◆ RECORDS PROVIDED
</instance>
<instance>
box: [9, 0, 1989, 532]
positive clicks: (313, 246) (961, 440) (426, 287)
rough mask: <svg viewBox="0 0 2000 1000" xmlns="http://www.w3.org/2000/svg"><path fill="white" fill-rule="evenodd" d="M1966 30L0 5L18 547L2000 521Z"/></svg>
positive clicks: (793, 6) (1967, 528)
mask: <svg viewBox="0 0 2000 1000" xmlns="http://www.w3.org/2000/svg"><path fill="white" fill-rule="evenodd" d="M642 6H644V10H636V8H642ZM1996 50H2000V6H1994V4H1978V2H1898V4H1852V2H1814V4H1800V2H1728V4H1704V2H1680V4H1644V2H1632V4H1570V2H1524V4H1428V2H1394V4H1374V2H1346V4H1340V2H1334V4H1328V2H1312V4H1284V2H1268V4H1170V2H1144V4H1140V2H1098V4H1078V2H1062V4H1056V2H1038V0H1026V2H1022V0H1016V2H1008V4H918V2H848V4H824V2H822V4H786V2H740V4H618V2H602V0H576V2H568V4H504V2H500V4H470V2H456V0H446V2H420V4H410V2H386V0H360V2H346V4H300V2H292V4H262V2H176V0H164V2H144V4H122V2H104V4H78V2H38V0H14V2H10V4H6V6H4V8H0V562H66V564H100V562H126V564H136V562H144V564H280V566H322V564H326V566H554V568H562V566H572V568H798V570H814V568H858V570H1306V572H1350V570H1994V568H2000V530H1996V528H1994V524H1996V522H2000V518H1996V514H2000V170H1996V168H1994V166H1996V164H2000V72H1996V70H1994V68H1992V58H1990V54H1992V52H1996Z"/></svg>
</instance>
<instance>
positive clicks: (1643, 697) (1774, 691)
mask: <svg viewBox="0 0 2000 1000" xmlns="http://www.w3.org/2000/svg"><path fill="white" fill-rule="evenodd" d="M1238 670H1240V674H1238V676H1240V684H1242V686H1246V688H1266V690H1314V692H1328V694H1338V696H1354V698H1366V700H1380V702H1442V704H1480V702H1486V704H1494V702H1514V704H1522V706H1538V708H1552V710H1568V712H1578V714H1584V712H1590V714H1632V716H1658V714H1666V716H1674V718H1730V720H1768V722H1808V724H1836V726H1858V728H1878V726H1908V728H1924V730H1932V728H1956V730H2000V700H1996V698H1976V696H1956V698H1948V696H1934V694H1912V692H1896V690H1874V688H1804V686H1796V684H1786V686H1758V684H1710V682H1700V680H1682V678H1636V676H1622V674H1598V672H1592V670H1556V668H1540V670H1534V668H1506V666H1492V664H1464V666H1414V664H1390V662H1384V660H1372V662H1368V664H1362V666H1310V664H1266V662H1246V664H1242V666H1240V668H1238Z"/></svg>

◆ WHAT YOU NEED TO DO
What you retype should run from the first line of the entries above through the line containing "rough mask: <svg", exactly and in full.

◆ RESULT
</instance>
<instance>
box: [9, 0, 1989, 532]
positive clicks: (313, 246) (961, 440) (426, 287)
rough mask: <svg viewBox="0 0 2000 1000" xmlns="http://www.w3.org/2000/svg"><path fill="white" fill-rule="evenodd" d="M1966 30L0 5L18 547L2000 521Z"/></svg>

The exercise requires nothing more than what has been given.